GOAL OF THE EXERCISE — Only the lines holding "window" are wanted. Copy every one from the records below.

Stored items from a collection —
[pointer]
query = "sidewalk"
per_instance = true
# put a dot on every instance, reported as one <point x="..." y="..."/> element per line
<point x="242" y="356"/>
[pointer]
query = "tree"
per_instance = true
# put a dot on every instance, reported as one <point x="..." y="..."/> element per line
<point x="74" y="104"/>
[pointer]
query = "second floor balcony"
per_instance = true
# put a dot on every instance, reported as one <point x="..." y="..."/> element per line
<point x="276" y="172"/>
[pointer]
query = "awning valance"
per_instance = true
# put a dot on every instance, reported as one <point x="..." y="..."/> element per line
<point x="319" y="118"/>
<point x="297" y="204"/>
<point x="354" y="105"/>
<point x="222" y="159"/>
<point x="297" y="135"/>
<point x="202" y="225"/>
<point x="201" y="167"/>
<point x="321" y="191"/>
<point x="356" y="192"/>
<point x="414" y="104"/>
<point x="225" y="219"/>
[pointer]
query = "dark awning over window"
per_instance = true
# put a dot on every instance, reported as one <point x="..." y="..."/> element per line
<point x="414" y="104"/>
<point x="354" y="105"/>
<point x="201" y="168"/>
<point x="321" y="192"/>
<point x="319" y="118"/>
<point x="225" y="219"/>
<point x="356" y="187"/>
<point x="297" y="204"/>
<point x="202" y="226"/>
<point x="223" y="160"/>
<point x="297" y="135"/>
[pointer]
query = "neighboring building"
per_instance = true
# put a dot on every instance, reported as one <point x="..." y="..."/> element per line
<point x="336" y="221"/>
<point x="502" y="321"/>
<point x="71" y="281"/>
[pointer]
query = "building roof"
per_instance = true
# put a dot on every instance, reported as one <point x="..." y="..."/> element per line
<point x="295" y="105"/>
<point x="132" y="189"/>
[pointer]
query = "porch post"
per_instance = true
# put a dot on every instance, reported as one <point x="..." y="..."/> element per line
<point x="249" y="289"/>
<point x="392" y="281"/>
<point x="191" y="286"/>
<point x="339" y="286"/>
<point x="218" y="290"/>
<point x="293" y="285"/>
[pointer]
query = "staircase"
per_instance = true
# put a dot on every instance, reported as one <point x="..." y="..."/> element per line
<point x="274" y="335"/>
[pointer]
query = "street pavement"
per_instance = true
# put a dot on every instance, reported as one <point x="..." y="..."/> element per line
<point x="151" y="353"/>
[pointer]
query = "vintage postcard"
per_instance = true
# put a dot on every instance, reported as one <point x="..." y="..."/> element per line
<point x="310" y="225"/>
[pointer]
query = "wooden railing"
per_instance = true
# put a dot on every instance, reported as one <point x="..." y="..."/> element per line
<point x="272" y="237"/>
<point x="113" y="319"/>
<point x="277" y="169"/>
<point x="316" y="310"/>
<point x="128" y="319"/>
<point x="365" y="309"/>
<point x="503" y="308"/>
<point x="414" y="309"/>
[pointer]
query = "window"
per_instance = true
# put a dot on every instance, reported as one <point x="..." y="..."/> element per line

EXERCISE ANSWER —
query = "dark awning over window"
query = "window"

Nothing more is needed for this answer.